Set task A ::
Set down, word for word, the stretch of the market discussion from "Marie Watching is" through "earnings season starting.".
===== Supplied text =====
Marie Anyway, while we're on Asia, the Chinese EV trust barrier story from the Journal is a real headwind. Finland consumers are spooked about data security and CCP ties. Nio and BYD surged nearly five percent last session — you could fade that rally.
Tom Exactly, and that's a tailwind for Tesla. Tesla jumped almost seven percent last session and it's still sixteen percent below its high. If Western consumers stay wary of Chinese EVs, Tesla's market share is protected. That's a clean trade.
Gerald But Tom, the China AI story isn't as clear. BlackRock says it's stock-specific, not a regional bet. Baidu and Alibaba are cheap on forward P E ratio — twelve and ten times — but they're down twenty-four and thirty-seven percent year to date. That's catching a falling knife until there's a catalyst. Maybe watch them, but don't buy yet.
Marie And then there's gold infrastructure — Hong Kong launching a trial clearing system. That's a long-term structural positive for gold demand, and maybe for Hong Kong financials. The gold ETF is twenty-five percent below its high, and the Hong Kong ETF is fourteen percent below. The market isn't pricing any of this ambition.
Gerald Ah yes, Hong Kong wants to be a bullion hub. Because nothing says 'international financial center' like a vault full of gold bars. But honestly, if it works, it's a real boost. I just wonder how many of these infrastructure plays actually gain pricing power.
Tom Pff, okay, Gerald. You'd bet against a gold rush? Gold has been rangebound, but this could be a catalyst. I'm watching.
Marie Watching is exactly right. Not everything needs immediate action.
Marie Alright, let's step back. The Dow at 53,000 is a headline, but it's papering over a market that's deeply conflicted. Tech volatility at dot-com levels, the VIX still at sixteen — either the fear is contained and the rally broadens, or it's a leading indicator of stress. We lean toward the latter, especially with earnings season starting.
Tom But Marie, the counter-argument is that the tech volatility is just a mechanical blip ahead of earnings dispersion. And the Dow's record is being driven by exactly the asset-heavy value names Goldman is touting. If industrials and materials deliver, the rotation into value could decouple the Dow from the Nasdaq, making the tech volatility a sideshow. That's plausible.
=====
Set task B ::
In the listing below, add 13 to each coordinate in the points that follow a "Target" line. Then write out again every line from the one containing "[tag] person in" through the end of the listing, leaving all other lines unchanged.
===== Exercise materials =====
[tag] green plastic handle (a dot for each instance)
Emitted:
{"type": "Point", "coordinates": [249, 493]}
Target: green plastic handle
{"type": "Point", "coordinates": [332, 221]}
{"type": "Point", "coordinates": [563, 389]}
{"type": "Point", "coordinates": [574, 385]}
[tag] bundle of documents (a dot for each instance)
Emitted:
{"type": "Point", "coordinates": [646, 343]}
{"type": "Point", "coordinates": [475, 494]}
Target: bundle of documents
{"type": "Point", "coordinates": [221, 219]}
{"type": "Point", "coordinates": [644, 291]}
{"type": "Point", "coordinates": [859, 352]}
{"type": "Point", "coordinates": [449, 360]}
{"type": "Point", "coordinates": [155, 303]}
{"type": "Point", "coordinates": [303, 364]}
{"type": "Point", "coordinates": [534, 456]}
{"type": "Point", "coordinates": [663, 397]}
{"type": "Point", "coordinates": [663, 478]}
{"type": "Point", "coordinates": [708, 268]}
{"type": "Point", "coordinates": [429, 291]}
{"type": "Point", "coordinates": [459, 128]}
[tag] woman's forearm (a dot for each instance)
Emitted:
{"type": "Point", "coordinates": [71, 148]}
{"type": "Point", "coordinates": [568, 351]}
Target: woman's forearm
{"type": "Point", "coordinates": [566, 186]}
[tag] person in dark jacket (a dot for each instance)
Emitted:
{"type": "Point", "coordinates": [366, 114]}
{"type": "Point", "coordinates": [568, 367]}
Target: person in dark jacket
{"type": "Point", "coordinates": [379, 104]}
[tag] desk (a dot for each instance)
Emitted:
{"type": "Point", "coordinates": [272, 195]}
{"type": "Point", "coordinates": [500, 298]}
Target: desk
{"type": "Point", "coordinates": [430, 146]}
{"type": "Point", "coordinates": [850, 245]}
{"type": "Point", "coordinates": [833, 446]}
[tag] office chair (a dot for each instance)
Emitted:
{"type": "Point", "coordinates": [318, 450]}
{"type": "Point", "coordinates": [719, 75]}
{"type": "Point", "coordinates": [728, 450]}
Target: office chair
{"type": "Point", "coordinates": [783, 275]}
=====
Exercise answer A ::
Marie Watching is exactly right. Not everything needs immediate action.
Marie Alright, let's step back. The Dow at 53,000 is a headline, but it's papering over a market that's deeply conflicted. Tech volatility at dot-com levels, the VIX still at sixteen — either the fear is contained and the rally broadens, or it's a leading indicator of stress. We lean toward the latter, especially with earnings season starting.

Exercise answer B ::
[tag] person in dark jacket (a dot for each instance)
Emitted:
{"type": "Point", "coordinates": [366, 114]}
{"type": "Point", "coordinates": [568, 367]}
Target: person in dark jacket
{"type": "Point", "coordinates": [392, 117]}
[tag] desk (a dot for each instance)
Emitted:
{"type": "Point", "coordinates": [272, 195]}
{"type": "Point", "coordinates": [500, 298]}
Target: desk
{"type": "Point", "coordinates": [443, 159]}
{"type": "Point", "coordinates": [863, 258]}
{"type": "Point", "coordinates": [846, 459]}
[tag] office chair (a dot for each instance)
Emitted:
{"type": "Point", "coordinates": [318, 450]}
{"type": "Point", "coordinates": [719, 75]}
{"type": "Point", "coordinates": [728, 450]}
Target: office chair
{"type": "Point", "coordinates": [796, 288]}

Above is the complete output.